>> start

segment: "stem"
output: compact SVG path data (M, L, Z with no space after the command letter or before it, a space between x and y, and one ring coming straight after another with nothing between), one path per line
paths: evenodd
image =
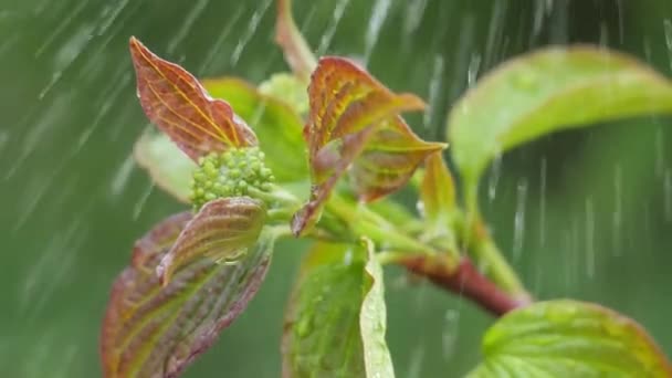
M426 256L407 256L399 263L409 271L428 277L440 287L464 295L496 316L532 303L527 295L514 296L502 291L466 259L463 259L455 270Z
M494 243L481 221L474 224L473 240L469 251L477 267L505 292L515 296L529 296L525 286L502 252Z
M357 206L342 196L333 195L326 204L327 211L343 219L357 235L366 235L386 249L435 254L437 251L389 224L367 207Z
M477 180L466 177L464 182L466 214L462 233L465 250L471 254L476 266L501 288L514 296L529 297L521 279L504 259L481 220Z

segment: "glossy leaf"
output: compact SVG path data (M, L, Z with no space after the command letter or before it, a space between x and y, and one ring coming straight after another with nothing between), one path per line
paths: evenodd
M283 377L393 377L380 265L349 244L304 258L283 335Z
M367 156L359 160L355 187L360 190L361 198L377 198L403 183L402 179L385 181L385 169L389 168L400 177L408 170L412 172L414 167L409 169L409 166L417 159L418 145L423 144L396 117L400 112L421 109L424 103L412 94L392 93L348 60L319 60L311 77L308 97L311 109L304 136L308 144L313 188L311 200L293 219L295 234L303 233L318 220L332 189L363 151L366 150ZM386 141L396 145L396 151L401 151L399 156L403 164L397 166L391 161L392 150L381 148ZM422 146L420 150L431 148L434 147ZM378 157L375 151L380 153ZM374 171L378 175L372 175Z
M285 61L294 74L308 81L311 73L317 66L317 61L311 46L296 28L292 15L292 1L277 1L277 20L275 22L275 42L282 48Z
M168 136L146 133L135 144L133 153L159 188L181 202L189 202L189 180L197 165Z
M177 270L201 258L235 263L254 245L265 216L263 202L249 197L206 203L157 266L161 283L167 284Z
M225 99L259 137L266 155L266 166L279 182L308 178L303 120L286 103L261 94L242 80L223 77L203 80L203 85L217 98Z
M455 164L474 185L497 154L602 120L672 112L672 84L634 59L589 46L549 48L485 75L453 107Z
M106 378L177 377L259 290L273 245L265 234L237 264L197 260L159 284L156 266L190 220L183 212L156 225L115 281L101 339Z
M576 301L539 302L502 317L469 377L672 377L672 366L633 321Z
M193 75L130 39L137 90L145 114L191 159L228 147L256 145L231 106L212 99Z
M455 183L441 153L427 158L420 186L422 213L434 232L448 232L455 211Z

>> end
>> start

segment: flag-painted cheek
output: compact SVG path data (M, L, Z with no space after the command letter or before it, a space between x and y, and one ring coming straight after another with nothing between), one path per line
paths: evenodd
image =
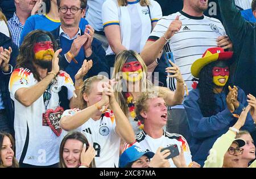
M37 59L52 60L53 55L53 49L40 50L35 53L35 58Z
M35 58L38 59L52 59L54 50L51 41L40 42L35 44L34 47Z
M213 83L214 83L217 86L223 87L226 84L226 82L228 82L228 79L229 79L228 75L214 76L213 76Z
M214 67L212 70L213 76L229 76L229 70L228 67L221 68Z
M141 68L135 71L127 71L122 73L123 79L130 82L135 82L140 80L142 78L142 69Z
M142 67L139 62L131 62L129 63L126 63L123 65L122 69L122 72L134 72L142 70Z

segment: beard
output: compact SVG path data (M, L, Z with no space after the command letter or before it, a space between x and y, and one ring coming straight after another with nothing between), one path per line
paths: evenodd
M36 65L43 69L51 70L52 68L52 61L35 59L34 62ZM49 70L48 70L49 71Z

>> end

WHAT THE TASK REQUIRES: Lay out everything from the line containing "segment: flag-painted cheek" down to the line containing "M142 67L139 62L131", both included, as a Markdown table with the columns Row and Line. Number each row, and leave out blank lines and any pictures.

WRITTEN SOLUTION:
| Row | Line |
|---|---|
| 1 | segment: flag-painted cheek |
| 2 | output: compact SVG path data (M, L, Z with no space after the command letter or before it, a space between x and y, and one ring coming straight after another with nothing between), one path per line |
| 3 | paths: evenodd |
| 4 | image = |
| 5 | M37 59L52 60L53 55L53 49L40 50L35 53L35 58Z |
| 6 | M35 58L38 59L52 59L54 50L51 41L40 42L35 44L34 47Z |
| 7 | M213 83L214 83L217 86L223 87L226 84L226 82L228 82L228 79L229 79L228 75L214 76L213 76Z |
| 8 | M214 67L212 70L213 76L229 76L229 70L228 67L221 68Z |
| 9 | M141 68L135 71L127 71L122 73L123 79L130 82L135 82L140 80L142 78L142 69Z |
| 10 | M142 67L139 62L131 62L129 63L126 63L123 65L122 69L122 72L134 72L142 70Z |